### Task directions:
Pick up the passage below on merging posting lists and shrinking them with Bloom filters, and write what comes next after its last sentence.

### Text section:
----

The naive algorithm described above takes O(N * M) packet-times to
merge N lists of M terms. As Dave described, if you divide the
URI-space into two halves, though, you can merge sublists from each
half in parallel, thus roughly halving the number of packet-times, at
the expense of doubling the size of each packet. You can subdivide
the lists into more pieces in this manner in order to reduce latency
without increasing bandwidth, but eventually dividing into smaller
pieces won't reduce latency as fast as it increases packet size, which
I think will be around the time that your average segment size in some
sublist approaches 0-10.
- Bloom filters
If you send the actual list of a million URIs, you probably need
several bytes per URI --- perhaps 10. But if you send a Bloom filter
describing the small million-URI list instead, you may be able to get
away with sending many fewer bits. You can reduce the larger list in
size by filtering it with the Bloom filter and get a much smaller list
of possible intersection items.
How much you win depends on just how sparse the intersection set is;
you want your real hits to be a significant fraction of the
winnowed-down larger list, so your Bloom filter false-hit rate can't
be much more than the density of results in the larger list. For
example, if you seek the thousand-document intersection between a
million-document list and a ten-million-document list, your Bloom
filter representing the million documents has to winnow the
ten-million-document list down by a factor of about 10 000. A 50%
full Bloom filter is most space-efficient at rejecting false hits; a
50% full Bloom filter that has one false hit in ten thousand requires
13-14 hashes per item entered into it. Naively, you might think this
means you need 27 bits per item in the million-item list, so 3.4MB;
but actually you only need about 20 bits per item (2.5MB) to get 50%
density with 14 hashes. (That is, (1 - 1/20 000 000)^14 000 000 =~
0.5.)

----

### Extracted entries:
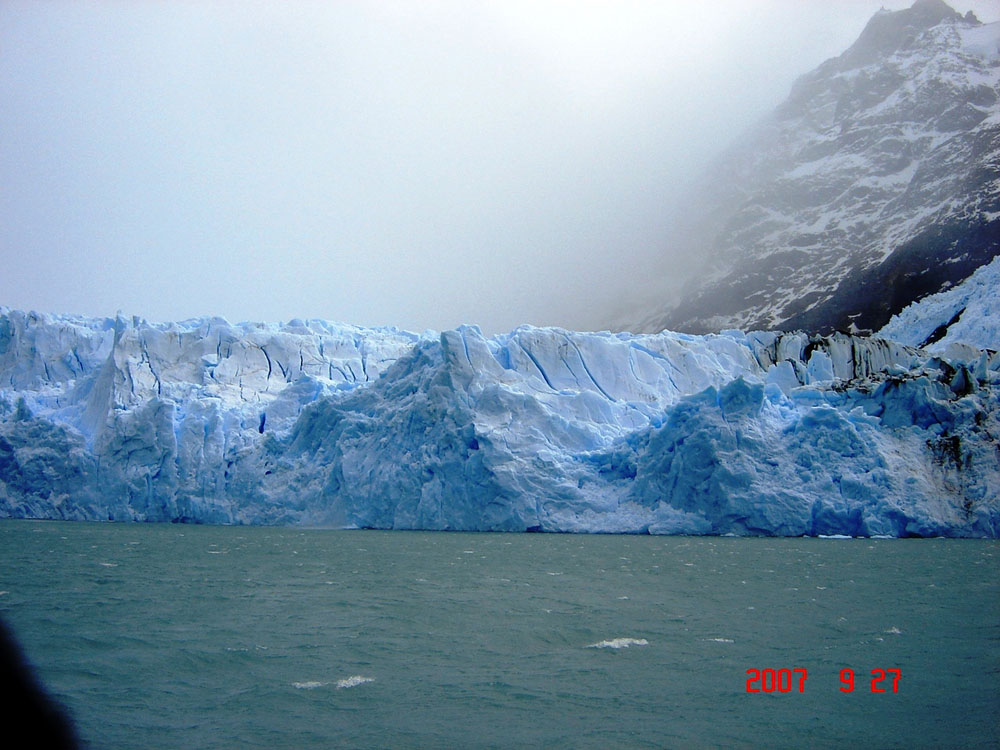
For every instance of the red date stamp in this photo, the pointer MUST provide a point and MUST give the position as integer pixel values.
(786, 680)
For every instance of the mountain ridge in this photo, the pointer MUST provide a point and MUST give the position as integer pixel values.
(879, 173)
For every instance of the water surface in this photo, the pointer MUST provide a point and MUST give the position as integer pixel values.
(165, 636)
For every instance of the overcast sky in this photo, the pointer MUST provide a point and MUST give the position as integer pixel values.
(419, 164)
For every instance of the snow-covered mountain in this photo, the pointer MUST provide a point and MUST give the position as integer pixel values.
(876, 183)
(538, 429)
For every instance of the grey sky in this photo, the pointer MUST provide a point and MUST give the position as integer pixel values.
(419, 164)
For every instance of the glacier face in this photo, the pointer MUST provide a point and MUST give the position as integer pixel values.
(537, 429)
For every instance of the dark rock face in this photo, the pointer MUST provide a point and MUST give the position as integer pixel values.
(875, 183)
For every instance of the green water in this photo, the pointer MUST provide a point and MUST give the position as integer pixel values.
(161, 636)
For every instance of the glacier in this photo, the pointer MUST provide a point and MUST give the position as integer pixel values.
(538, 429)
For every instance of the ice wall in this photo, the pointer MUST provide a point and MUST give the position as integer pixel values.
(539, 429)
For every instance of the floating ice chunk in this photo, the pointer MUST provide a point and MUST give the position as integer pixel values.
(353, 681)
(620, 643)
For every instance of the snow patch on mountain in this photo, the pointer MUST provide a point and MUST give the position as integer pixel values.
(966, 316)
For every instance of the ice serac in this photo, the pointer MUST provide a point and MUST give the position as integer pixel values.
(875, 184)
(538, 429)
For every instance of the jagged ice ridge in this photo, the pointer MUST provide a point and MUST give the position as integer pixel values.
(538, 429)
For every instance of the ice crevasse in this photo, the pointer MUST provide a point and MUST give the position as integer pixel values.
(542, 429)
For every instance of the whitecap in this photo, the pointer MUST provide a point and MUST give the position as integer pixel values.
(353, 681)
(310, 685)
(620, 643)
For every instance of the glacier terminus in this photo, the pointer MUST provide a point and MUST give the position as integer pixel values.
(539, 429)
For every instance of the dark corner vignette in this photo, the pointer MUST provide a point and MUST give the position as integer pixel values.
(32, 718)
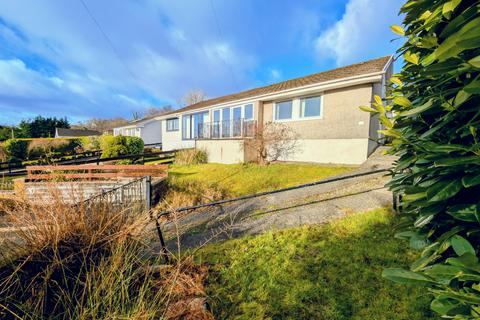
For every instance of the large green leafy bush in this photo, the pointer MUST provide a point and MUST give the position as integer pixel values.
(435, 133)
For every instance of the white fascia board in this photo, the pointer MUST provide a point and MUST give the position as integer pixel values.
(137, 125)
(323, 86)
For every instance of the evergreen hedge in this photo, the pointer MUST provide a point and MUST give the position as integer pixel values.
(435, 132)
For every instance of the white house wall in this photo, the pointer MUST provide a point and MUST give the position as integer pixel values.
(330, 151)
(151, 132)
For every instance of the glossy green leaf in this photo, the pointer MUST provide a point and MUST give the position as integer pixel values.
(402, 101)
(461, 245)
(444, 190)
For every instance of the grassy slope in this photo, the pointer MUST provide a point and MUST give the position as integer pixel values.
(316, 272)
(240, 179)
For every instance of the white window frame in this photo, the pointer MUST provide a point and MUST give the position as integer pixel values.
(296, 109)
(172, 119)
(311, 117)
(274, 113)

----

### Result of this exercise:
That's perhaps a fourfold or eightfold win over just gzipping the URL
list.
The Bloom filter size is jointly proportional to
* the size of the posting list it encodes
* the logarithm of the size of the posting list it needs to filter
* the reciprocal of the logarithm of the size of the required
intersection result
It might be practical to use a smaller Bloom filter --- perhaps one
with five or six bits per item in the smaller posting list --- to
reduce the ten-million-document list down to one with only 100K
documents, which can then be sent back the other way as a much smaller
Bloom filter to winnow the million-document list down to a close
approximation to the eventual result.
- top results first
If you have a predetermined ranking that isn't enormously
term-dependent, like Google's PageRank, you can save yourself a lot of
merge work by dividing the posting list for common terms into
power-of-ten units: for a million-item posting list, you might have a
list of the "best" 100K documents, the best 10K, and the best 1K. If
merging the best 1K documents from two posting lists yields ten hits,
you don't need to do the extra work of merging the best 10K documents
for those same terms.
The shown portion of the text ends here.